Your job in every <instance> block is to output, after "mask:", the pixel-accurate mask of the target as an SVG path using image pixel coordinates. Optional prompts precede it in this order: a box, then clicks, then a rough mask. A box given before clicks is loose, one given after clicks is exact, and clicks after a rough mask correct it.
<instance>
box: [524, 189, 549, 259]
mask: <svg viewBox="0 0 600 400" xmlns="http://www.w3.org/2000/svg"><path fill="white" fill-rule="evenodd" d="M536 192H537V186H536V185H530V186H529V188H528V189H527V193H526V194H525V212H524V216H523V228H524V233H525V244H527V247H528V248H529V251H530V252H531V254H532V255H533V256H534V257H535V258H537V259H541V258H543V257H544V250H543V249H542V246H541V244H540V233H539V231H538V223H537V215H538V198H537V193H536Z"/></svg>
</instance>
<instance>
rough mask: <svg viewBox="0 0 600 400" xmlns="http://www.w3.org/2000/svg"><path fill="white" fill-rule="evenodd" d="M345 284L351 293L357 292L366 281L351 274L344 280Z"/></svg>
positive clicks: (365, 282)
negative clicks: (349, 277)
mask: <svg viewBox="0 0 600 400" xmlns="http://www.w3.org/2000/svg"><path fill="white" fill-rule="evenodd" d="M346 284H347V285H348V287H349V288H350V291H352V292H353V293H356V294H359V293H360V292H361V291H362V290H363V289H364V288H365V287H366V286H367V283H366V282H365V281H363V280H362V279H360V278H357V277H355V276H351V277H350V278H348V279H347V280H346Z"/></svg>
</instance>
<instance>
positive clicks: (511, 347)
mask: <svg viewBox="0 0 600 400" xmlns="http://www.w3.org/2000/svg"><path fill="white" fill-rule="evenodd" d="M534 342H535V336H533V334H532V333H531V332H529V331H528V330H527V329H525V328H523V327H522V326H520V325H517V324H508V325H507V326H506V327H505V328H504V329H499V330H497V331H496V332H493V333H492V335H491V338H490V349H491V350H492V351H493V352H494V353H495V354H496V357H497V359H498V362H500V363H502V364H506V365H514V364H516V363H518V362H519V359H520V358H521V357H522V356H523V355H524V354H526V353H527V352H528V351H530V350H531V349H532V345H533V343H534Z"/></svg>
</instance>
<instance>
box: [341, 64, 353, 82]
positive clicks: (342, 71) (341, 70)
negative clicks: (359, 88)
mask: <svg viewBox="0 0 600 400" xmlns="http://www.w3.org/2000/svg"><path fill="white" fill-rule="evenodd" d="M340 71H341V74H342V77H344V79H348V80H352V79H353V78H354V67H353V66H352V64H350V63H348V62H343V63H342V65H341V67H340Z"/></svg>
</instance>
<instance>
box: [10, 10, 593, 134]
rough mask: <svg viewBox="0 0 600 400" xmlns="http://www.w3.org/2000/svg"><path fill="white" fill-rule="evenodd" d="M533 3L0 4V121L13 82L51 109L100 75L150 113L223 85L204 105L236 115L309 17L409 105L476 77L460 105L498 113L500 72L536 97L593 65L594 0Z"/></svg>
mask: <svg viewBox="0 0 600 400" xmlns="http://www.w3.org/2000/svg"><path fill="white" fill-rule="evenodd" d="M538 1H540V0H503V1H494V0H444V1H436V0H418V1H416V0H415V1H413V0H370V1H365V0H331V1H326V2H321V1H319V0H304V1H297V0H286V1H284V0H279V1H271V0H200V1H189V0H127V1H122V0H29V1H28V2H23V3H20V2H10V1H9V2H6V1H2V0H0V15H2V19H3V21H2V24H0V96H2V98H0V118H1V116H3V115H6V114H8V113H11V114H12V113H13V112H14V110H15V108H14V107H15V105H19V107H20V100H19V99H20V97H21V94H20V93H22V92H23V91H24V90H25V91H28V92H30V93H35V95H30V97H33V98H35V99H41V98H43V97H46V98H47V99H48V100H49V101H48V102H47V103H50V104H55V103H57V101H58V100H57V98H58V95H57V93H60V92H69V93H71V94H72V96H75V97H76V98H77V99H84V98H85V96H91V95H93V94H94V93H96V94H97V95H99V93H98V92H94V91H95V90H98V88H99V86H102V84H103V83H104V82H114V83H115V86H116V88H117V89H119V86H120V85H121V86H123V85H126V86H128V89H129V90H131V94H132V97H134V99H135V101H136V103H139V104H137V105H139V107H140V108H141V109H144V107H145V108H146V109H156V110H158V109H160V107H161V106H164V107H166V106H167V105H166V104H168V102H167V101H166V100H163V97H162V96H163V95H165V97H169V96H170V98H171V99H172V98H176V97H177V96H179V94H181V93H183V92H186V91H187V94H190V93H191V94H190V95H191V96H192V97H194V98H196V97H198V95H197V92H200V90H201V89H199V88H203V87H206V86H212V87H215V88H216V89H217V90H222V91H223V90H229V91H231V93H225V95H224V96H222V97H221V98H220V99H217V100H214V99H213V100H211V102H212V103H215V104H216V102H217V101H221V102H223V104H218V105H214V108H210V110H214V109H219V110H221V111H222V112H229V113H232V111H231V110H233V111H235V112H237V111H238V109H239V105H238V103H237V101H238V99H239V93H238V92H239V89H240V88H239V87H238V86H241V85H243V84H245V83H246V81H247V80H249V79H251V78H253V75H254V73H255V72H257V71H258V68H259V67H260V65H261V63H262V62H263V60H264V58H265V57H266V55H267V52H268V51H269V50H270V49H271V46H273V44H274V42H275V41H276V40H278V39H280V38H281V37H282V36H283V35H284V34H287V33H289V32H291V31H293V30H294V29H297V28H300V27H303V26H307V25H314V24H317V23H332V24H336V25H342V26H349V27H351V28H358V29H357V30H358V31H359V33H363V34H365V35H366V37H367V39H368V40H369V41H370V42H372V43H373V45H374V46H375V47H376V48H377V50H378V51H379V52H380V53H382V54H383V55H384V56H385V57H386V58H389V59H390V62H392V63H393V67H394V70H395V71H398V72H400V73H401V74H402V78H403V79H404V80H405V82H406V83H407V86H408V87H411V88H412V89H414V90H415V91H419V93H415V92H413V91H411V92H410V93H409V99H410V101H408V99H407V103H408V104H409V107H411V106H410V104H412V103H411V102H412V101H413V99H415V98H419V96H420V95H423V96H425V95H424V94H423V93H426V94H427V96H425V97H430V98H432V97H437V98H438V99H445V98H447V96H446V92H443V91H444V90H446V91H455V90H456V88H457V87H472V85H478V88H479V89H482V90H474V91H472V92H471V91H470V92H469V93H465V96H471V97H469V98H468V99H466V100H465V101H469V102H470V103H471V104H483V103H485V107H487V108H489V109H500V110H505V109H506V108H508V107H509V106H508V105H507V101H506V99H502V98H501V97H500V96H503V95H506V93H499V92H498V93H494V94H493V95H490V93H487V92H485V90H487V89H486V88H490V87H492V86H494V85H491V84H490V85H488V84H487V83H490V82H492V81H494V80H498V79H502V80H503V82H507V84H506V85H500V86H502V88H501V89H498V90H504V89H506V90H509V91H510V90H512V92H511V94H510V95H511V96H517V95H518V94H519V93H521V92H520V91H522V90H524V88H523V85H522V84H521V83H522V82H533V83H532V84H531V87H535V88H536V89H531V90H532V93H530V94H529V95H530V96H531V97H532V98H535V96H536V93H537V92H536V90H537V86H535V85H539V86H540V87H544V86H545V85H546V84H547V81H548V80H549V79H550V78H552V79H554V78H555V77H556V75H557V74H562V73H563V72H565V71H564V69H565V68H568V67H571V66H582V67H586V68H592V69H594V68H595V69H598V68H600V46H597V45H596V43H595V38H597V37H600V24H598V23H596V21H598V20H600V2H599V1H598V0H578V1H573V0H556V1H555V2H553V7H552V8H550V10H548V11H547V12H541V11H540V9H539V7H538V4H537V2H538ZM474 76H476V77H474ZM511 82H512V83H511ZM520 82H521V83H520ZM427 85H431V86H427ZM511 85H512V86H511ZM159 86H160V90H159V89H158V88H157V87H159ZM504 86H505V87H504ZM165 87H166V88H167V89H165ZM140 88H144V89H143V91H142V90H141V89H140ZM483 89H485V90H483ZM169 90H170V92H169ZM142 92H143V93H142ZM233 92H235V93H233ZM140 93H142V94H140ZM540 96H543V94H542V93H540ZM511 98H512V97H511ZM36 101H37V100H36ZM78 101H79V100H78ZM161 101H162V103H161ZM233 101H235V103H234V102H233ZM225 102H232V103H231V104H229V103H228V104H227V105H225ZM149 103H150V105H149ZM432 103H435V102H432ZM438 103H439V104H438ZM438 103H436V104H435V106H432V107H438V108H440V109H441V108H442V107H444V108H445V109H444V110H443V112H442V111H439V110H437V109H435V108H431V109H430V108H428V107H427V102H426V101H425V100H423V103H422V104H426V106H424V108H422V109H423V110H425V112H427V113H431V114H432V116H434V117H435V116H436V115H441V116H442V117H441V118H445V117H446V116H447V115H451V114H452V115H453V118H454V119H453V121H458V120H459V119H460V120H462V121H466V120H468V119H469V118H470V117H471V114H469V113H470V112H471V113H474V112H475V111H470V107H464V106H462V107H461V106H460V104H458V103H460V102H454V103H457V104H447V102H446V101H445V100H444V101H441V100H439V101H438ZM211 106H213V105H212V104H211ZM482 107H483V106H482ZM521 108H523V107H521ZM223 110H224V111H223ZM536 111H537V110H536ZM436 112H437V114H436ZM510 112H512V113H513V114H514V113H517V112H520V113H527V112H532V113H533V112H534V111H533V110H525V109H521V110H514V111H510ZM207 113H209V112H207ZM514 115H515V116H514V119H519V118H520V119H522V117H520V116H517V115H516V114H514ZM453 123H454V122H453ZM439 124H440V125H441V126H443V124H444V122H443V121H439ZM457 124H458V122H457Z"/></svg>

- - - - -

PROMPT
Reproduce verbatim the lines above, from the line with "284L351 293L357 292L366" through the line with "positive clicks: (365, 282)".

ANSWER TO THE PROBLEM
rough mask: <svg viewBox="0 0 600 400" xmlns="http://www.w3.org/2000/svg"><path fill="white" fill-rule="evenodd" d="M345 284L351 293L357 292L366 281L351 274L344 280Z"/></svg>
positive clicks: (365, 282)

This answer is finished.